[Consignes]
1. Dans quelle ville se trouve le bureau de Michael Sfard, d'après l'article sur Michael Sfard ?
2. Renvoyez le passage de l'article sur Michael Sfard allant de « Quand le monde » à « la société civile. ».

“Le processus de paix est devenu l’ennemi majeur des droits de l’homme” (Afps)
Michael Sfard, avocat spécialiste des droits de l’homme, conseiller juridique et co-fondateur de “Yesh Din” (= “Il y a une loi”) - Volontaires pour les Droit de l’Homme- de la façon de plaider les affaires majeures de droits de l’homme, passées et en instance, et du “prix fort à payer” quand on plaide pour les droits des Palestiniens à l’intérieur du système juridique israélien.
Dans l’attente de voir les Palestiniens et les Israéliens reprendre les négociations dans les prochains jours, la plupart des gens parlent des chances des pourparlers de paix de réussir ou d’échouer et des détails des thèmes qui sont sur la table des négociations. Assis en face d’une petite bibliothèque juridique dans son bureau de juriste de style Bauhaus à Tel Aviv, l’avocat Michael Sfard a quelque chose d’autre en tête. Le processus de paix, dit-il, a historiquement eu des conséquences négatives sur les droits de l’homme dans les territoires occupés.
“Tandis que se tiennent les négociations, Israël fait tout accepter. L’accaparement des terres, l’extension des colonies, même (l’Opération) Plomb Durci a été mise en oeuvre tandis qu’il y avait des négociations de paix.”
Quand le monde concentre son attention sur le processus de paix, explique-t-il, il est beaucoup moins attentif aux victimes palestiniennes et aux plaintes des organisations des droits de l’homme et de la société civile.
Pendant la dernière décennie, ou les deux dernières, “le processus de paix est devenu un des ennemis majeurs des droits de l’homme” continue Sfard et “aucun processus de paix ne sera fructueux si les gens souffrent sur le terrain.”

Enregistrements d'une collection
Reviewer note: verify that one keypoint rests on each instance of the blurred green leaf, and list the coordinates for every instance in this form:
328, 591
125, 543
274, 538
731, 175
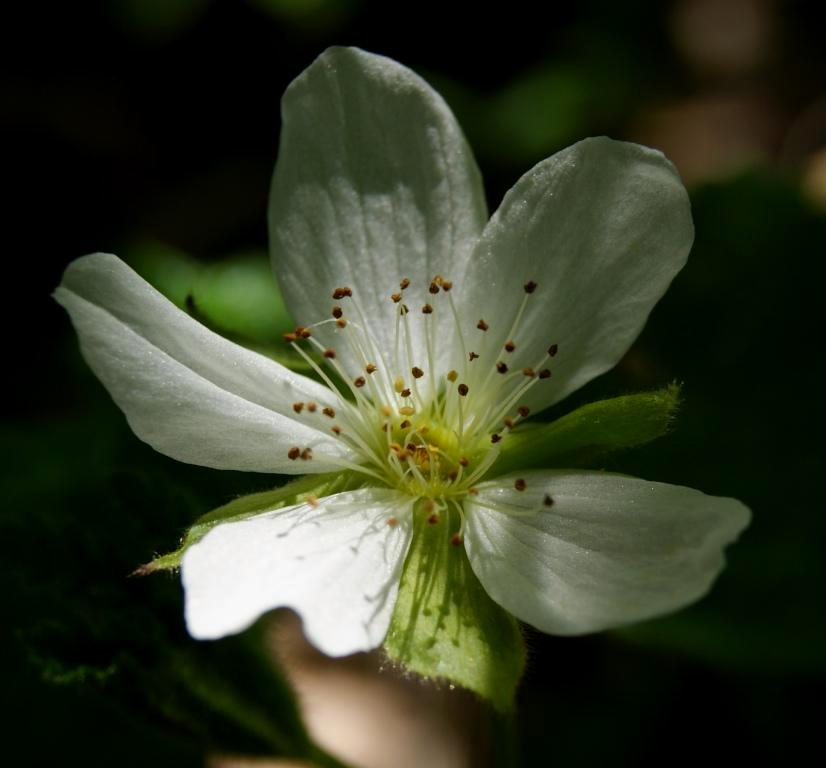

[Réponses par tâche]
1. À Tel Aviv.

2.
Quand le monde concentre son attention sur le processus de paix, explique-t-il, il est beaucoup moins attentif aux victimes palestiniennes et aux plaintes des organisations des droits de l’homme et de la société civile.